» WORK ITEM:
Report how many lines in the records hold the string "pants"; give the number and nothing else.

"""

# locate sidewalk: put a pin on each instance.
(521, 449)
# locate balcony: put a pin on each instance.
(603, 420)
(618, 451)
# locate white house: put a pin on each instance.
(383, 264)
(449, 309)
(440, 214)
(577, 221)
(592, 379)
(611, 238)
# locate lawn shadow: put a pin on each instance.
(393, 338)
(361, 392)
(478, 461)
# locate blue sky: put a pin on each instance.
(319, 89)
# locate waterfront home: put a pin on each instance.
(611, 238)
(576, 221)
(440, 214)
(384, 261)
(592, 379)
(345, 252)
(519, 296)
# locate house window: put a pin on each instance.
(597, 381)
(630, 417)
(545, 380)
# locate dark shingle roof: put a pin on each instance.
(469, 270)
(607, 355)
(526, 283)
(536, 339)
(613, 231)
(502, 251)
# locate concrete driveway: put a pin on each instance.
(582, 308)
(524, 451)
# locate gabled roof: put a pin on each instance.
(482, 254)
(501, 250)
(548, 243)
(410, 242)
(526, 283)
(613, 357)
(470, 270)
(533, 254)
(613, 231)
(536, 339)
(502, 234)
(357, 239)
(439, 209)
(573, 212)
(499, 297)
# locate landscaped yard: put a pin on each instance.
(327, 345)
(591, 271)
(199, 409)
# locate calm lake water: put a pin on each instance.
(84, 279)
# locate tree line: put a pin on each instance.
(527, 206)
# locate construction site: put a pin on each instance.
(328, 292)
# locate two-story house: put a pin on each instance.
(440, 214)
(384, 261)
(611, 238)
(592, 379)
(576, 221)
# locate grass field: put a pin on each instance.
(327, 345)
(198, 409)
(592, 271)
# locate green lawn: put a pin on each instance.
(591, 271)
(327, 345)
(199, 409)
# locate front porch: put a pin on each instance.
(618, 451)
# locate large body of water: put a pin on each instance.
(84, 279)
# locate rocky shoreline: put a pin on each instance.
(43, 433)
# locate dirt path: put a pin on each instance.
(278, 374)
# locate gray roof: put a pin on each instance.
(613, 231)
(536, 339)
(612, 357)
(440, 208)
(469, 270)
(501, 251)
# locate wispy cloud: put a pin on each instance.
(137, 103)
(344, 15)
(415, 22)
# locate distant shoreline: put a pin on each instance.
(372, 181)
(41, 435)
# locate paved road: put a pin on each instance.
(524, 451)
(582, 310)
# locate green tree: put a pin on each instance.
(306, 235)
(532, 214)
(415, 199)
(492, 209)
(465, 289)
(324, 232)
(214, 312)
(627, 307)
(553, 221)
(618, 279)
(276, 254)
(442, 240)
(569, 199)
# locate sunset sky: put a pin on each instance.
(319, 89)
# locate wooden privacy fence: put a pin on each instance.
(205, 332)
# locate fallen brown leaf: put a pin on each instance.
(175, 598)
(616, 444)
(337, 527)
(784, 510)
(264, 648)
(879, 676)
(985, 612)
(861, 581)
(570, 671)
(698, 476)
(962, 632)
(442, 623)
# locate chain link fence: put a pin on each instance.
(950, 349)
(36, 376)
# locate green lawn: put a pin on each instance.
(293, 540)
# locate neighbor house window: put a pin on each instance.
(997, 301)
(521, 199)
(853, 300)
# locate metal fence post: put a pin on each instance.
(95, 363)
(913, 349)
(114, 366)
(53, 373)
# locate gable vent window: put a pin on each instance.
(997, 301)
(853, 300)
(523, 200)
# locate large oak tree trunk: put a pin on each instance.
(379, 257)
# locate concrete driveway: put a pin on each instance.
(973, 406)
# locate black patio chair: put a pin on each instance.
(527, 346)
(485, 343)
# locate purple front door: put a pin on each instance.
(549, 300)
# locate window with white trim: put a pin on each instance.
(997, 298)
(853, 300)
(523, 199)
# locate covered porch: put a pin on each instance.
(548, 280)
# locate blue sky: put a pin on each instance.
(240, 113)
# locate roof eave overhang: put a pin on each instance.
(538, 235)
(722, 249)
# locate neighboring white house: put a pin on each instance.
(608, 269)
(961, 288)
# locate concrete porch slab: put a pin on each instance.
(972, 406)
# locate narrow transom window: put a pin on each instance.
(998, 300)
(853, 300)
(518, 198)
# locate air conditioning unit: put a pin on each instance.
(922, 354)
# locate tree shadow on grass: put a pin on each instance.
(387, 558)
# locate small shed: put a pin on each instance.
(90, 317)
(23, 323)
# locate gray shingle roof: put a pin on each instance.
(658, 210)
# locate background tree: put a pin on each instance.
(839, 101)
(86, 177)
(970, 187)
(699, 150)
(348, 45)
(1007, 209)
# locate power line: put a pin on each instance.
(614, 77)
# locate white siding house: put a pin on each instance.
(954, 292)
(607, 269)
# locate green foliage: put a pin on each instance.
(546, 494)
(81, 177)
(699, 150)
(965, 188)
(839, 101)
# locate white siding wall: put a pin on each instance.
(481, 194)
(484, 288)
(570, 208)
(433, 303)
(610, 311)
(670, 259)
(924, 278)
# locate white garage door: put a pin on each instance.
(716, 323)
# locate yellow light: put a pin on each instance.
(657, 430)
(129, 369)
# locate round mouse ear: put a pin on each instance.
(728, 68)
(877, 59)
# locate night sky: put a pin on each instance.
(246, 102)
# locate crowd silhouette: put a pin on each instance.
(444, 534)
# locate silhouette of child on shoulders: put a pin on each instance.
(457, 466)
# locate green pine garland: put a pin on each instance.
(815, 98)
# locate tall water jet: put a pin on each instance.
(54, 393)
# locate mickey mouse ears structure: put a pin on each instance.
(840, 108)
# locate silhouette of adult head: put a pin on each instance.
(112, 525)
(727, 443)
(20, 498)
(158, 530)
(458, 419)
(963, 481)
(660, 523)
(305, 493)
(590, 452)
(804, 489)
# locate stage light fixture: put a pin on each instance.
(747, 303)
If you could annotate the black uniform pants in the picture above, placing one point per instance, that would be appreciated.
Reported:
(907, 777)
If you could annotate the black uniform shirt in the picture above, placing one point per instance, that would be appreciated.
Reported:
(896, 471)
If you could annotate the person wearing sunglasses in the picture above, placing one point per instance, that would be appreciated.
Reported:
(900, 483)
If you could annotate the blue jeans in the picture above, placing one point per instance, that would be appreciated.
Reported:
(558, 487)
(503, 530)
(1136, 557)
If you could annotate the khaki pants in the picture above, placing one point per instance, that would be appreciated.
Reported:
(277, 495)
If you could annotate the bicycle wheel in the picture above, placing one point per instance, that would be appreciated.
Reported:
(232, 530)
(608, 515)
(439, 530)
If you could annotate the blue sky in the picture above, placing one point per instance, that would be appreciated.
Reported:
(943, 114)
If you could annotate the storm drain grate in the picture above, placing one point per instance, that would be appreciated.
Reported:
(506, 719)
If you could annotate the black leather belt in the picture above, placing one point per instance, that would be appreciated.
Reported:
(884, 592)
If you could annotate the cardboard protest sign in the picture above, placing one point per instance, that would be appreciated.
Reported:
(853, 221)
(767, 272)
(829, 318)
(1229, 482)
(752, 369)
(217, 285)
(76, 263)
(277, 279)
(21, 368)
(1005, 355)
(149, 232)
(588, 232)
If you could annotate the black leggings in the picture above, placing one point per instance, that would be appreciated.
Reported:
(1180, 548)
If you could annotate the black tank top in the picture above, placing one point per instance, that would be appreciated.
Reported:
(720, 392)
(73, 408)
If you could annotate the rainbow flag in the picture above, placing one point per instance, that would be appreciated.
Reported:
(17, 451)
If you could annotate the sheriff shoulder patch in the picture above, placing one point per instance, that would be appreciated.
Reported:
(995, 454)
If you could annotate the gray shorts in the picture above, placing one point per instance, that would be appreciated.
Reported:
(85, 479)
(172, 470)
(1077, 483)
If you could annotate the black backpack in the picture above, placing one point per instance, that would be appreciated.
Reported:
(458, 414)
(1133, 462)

"""

» RESPONSE TO THIS EXERCISE:
2